#### EXCERTO DO TEXTO ####

Resultado de imagem para fotos ou imagens deMário de Sá-Carneiro    Na meu blog de ontem cometi um crime de lesa-majestade. Digo bem, de lesa-majestade: citei incorrectamente um dos poetas maiores da língua portuguesa. MÁRIO de SÁ-CARNEIRO.

Não, não tem nada a ver com um político menor do século XX  que as miáufas  e o desespero da família politica da direita portuguesa e um acidente de avioneta, cujas causas nunca foram esclarecidas (nem serão, profetizo eu, pois o sebastianismo reaccionário exige-o), alcandoraram a génio estratégico.

Pois, para tentar reparar o meu leviano crime para com um dos príncipes das letras lusas, vou hoje citar na íntegra, e correctamente, o poema em causa. 

                                       Quando eu morrer batam em latas, 
                                       Rompam aos saltos e aos pinotes,
                                       Façam estalar no ar chicotes,
                                       Chamem palhaços e acrobatas !

                                      Que o meu caixão vá sobre um burro
                                      Ajaezado à andaluza
                                      A um morto nada se recusa,
                                      Eu quero por força ir de burro.

####

**DESAFIO 1:** Reescreva o trecho do texto sobre Mário de Sá-Carneiro começando em "Não, não tem" e seguindo até "poema em causa.", trocando "avioneta" por "avião".
**DESAFIO 2:** Indique apenas quantas linhas dos registos contêm a palavra "tree", tendo em conta a distinção entre maiúsculas e minúsculas.

#### REGISTOS A PROCESSAR ####

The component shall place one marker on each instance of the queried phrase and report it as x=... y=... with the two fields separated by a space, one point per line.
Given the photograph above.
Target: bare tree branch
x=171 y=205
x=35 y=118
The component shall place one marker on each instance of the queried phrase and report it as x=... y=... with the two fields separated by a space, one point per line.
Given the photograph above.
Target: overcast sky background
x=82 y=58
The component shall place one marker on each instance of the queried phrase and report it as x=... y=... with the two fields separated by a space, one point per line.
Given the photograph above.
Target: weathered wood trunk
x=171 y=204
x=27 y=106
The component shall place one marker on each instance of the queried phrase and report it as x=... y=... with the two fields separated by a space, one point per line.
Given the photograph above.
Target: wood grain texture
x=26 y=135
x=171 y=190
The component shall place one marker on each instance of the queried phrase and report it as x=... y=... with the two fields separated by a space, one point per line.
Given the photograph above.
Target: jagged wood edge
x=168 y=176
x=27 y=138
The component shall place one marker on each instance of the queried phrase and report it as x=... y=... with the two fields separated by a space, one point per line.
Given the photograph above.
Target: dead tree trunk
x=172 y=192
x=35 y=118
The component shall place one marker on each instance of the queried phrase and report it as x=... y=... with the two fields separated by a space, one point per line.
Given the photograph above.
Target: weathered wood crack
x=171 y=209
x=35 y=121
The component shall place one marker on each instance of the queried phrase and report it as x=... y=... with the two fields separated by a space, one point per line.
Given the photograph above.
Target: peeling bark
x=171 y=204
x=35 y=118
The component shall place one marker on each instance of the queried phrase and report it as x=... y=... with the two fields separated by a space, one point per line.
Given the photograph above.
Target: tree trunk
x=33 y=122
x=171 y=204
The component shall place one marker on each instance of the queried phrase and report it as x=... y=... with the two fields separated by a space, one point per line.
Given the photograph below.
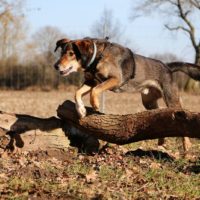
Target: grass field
x=135 y=171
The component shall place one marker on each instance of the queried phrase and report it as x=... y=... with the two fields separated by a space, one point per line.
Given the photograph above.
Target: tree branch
x=177 y=28
x=188 y=23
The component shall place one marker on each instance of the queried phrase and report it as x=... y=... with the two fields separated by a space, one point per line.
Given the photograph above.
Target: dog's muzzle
x=66 y=72
x=56 y=66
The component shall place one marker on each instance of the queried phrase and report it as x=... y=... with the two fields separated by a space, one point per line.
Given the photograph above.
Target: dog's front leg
x=78 y=98
x=96 y=91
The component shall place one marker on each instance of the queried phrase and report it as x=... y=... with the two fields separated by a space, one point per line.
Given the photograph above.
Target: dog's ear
x=61 y=43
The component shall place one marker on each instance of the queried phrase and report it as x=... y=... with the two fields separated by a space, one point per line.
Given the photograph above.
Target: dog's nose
x=56 y=66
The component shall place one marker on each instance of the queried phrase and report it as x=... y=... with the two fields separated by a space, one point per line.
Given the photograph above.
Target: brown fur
x=116 y=67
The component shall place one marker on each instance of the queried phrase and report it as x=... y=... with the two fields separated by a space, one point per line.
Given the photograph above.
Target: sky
x=76 y=17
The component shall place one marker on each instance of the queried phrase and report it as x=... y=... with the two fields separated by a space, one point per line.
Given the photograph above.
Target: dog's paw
x=81 y=110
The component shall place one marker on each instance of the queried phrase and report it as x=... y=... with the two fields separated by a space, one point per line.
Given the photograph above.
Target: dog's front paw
x=81 y=110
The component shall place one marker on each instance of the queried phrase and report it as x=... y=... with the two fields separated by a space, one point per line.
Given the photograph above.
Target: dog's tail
x=190 y=69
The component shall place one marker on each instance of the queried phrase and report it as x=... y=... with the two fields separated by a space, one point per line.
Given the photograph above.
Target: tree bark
x=32 y=133
x=124 y=129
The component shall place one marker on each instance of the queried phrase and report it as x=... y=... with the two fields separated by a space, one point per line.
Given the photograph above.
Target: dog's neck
x=93 y=55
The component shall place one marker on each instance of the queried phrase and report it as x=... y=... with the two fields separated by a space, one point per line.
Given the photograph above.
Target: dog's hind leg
x=171 y=98
x=149 y=100
x=85 y=89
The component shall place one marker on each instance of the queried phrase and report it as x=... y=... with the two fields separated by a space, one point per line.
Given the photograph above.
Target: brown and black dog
x=110 y=66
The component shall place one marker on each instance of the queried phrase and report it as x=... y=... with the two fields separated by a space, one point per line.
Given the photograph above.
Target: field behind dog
x=136 y=171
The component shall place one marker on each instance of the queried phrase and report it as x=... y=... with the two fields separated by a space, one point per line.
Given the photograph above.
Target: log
x=124 y=129
x=31 y=133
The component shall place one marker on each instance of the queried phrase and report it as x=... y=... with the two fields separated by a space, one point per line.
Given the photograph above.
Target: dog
x=110 y=66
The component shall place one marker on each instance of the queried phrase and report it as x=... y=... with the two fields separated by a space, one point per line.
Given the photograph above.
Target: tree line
x=29 y=62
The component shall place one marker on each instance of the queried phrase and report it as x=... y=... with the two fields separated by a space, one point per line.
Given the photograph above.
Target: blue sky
x=75 y=17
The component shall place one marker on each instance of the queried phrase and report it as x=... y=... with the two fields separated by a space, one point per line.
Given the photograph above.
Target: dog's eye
x=71 y=53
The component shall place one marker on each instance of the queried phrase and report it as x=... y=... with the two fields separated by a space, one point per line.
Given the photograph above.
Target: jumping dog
x=110 y=66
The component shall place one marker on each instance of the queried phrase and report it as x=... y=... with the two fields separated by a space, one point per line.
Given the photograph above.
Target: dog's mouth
x=66 y=72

####

**RESPOSTA CORRETA 1:**
Não, não tem nada a ver com um político menor do século XX  que as miáufas  e o desespero da família politica da direita portuguesa e um acidente de avião, cujas causas nunca foram esclarecidas (nem serão, profetizo eu, pois o sebastianismo reaccionário exige-o), alcandoraram a génio estratégico.

Pois, para tentar reparar o meu leviano crime para com um dos príncipes das letras lusas, vou hoje citar na íntegra, e correctamente, o poema em causa.

**RESPOSTA CORRETA 2:** 6